Rising to the top
Buzzy Dallas neighbor crowned best U.S. place to live by New York Times — sort of
So long to that old, unfortunate nickname "Useless." The city of Euless is now officially Dallas-Fort Worth's hottest city, having just been crowned The New York Times' best place to live in the U.S. — well, sort of.
Times opinion writer Farhad Manjoo and several colleagues recently collected data for thousands of towns and cities covering more than 30 metrics, such as school quality, crime rates, and affordability. They then used that data to create a quiz allowing readers to determine where they should live based on the criteria they select.
When Manjoo picked criteria for himself — jobs, climate change, racial diversity, and affordability — Euless rose to the top, claiming the No. 1 spot.
Another DFW community, Edgecliff Village, ranked two places behind, at No. 3. Nestled in between them was Woodlawn, Ohio, a suburb of Cincinnati.
Those three communities were a 90 percent match for Manjoo’s criteria.
And five more Texas communities — all in Dallas-Fort Worth — tied for an 87 percent match: Cedar Hill, DeSoto, Garland, Grand Prairie, and Mesquite. (Notice that Flower Mound, Frisco, and Plano — the usual cities that tend to steal a lot of the spotlight when it comes to North Texas communities appearing on the seemingly endless slew of best-places-to-live lists — failed to make this one.)
Both Euless and Edgecliff Village earned a score of nine out of 10 in the jobs category. Edgecliff Village edged out Euless in the climate risks column (nine versus eight, respectively), and both scored 10 out of 10 in the racial diversity category.
Cedar Hill, DeSoto, Garland, Grand Prairie, and Mesquite notched identical scores in Manjoo’s three categories: eight for jobs, eight for climate risks, and 10 for racial diversity.
Two non-Texas cities round out Manjoo’s list: Brooklyn Center, Minnesota (a Minneapolis-St. Paul suburb), and Forest Park, Ohio, a Cincinnati suburb.

### WORK TO COMPLETE
(A) Answer these from the Euless article:
(i) What nickname did Euless once carry?
(ii) Which community placed between Euless and Edgecliff Village?
(iii) What match percentage did the five tied Texas communities share?
(B) Render this sentence from the Euless article in Spanish: "Those three communities were a 90 percent match for Manjoo’s criteria."

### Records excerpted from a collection
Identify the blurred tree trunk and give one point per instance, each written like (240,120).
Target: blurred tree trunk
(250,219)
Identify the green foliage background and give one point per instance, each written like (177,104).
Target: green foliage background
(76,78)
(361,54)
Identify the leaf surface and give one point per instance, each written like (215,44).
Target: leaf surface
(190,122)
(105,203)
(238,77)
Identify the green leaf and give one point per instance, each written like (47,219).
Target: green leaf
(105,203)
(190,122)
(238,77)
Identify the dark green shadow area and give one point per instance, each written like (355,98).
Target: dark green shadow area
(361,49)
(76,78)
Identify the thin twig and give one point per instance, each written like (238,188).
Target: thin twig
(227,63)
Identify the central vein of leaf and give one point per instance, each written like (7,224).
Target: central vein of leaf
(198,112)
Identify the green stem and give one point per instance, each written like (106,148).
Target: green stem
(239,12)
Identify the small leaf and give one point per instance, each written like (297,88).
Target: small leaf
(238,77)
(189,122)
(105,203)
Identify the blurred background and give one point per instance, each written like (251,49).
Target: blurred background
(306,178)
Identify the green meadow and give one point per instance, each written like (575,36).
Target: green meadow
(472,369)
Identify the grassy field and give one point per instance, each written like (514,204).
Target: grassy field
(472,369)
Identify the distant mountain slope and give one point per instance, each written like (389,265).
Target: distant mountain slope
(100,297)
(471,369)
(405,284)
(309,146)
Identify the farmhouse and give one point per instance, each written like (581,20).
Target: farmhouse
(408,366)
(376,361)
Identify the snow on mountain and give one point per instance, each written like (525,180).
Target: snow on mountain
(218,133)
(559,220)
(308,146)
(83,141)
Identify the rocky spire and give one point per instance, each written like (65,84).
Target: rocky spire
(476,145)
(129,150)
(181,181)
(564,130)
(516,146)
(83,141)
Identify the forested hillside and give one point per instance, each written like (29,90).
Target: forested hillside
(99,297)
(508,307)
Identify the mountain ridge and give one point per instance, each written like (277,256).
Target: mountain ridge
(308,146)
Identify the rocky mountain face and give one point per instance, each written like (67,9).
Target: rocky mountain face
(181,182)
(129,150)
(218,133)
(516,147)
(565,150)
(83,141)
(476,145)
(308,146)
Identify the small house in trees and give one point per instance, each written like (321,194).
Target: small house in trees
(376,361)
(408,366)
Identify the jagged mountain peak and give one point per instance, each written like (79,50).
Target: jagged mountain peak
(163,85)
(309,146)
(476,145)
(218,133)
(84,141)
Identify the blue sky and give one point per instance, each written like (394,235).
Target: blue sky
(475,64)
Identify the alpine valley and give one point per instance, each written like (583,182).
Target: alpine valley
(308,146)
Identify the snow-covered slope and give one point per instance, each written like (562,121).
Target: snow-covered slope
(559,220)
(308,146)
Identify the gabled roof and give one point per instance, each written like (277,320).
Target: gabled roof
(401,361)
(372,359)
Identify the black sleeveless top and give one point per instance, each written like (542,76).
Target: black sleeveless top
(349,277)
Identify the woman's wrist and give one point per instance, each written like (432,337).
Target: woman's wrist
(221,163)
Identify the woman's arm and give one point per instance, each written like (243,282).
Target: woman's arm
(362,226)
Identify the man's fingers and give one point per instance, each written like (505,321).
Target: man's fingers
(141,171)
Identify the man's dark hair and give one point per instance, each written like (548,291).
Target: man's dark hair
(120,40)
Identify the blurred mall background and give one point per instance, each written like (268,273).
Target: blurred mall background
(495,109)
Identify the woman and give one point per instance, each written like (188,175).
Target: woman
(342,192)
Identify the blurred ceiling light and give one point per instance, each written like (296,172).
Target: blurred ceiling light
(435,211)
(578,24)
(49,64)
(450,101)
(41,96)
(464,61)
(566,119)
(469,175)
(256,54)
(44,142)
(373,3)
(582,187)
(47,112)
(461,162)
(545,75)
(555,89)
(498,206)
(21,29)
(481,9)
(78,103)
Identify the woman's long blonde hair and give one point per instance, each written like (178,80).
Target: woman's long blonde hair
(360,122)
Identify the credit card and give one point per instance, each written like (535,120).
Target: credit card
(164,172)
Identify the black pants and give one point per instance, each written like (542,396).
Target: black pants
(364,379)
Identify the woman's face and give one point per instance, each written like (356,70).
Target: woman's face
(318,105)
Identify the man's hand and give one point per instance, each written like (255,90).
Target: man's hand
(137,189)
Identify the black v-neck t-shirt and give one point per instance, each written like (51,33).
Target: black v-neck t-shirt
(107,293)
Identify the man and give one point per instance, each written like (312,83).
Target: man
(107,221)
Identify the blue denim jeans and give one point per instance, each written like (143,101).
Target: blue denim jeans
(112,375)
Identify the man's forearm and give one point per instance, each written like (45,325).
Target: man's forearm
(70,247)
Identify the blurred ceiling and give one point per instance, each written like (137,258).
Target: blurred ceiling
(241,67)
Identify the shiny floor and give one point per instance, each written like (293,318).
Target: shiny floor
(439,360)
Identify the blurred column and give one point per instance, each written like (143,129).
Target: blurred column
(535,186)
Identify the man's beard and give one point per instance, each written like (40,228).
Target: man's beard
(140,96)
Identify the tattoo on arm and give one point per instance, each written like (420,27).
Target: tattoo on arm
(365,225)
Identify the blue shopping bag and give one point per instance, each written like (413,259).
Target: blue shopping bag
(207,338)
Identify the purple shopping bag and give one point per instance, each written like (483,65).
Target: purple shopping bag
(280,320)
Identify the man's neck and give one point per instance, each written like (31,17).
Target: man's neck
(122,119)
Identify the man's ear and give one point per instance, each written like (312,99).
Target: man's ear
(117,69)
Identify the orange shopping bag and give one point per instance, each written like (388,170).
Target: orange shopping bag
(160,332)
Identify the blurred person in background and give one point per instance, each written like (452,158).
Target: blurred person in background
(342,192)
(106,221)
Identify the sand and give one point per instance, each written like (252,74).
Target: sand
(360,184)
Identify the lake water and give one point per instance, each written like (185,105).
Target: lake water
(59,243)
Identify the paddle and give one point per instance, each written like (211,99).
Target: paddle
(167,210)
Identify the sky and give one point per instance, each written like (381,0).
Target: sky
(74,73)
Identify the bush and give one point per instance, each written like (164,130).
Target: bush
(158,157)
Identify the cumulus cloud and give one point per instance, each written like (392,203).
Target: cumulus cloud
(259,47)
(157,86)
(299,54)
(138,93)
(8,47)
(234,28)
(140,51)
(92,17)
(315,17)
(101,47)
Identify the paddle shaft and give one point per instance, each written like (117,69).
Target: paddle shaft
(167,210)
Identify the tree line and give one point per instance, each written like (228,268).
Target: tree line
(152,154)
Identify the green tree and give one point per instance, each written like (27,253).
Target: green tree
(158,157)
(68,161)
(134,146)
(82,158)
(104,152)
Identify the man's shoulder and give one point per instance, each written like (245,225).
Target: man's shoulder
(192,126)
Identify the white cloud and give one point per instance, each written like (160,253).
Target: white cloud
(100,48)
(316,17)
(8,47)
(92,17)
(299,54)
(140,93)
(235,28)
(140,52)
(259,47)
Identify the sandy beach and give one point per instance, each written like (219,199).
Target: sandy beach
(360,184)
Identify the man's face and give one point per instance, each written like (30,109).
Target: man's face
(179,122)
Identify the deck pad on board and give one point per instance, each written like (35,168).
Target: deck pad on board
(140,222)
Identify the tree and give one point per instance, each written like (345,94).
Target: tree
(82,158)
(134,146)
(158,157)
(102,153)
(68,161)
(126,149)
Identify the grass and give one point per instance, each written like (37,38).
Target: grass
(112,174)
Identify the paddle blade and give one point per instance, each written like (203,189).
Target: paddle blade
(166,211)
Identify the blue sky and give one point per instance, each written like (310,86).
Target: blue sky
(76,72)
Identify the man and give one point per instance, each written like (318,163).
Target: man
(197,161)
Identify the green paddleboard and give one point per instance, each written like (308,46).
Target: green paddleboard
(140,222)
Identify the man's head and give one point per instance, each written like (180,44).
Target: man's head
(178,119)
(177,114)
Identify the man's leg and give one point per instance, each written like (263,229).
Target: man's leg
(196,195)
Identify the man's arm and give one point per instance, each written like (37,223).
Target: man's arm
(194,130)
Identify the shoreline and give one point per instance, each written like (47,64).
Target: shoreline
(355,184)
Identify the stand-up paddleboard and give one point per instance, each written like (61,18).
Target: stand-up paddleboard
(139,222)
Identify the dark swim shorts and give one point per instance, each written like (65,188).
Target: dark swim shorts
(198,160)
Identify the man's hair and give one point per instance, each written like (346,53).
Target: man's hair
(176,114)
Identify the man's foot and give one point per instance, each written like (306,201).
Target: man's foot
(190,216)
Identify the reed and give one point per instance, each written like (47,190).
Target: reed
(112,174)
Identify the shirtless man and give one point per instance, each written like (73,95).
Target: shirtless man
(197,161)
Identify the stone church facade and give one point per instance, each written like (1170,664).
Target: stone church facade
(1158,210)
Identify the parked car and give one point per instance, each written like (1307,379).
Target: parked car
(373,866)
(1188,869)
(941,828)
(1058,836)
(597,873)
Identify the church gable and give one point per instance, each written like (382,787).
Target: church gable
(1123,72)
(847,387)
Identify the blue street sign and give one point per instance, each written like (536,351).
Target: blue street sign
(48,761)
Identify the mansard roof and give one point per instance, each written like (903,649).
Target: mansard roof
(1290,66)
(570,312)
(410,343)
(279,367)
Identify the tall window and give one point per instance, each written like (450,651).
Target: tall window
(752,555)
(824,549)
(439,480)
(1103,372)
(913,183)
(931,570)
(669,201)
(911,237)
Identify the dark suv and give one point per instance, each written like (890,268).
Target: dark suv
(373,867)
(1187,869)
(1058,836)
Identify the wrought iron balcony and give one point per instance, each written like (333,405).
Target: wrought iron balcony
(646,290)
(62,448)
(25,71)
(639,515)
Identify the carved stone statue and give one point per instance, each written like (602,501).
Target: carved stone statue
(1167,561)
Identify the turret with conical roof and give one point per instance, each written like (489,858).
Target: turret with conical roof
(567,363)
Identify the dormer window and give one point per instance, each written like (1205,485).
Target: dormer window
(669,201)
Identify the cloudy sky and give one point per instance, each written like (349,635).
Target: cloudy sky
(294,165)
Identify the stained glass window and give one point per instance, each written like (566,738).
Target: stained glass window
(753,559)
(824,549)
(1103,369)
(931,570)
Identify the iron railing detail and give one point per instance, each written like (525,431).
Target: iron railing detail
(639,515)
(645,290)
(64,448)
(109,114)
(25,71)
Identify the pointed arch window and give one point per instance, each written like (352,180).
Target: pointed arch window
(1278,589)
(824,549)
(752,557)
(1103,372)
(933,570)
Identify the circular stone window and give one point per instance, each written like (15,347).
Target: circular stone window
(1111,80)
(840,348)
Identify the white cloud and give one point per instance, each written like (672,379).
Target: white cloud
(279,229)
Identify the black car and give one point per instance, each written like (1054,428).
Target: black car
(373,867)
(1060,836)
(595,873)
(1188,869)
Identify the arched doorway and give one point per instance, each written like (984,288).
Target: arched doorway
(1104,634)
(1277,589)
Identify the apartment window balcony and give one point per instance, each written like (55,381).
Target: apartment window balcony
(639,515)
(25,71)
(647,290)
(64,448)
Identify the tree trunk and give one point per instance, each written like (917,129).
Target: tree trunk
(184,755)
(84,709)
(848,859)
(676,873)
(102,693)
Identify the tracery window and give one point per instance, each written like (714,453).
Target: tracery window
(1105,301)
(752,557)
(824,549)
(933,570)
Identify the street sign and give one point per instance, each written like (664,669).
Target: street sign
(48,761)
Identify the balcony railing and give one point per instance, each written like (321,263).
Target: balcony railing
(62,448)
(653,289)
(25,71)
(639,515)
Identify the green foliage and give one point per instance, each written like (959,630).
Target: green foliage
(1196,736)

### TASK-BY-TASK SOLUTIONS
(A)
(i) "Useless."
(ii) Woodlawn, Ohio, a suburb of Cincinnati.
(iii) 87 percent.

(B) Esas tres comunidades coincidían en un 90 por ciento con los criterios de Manjoo.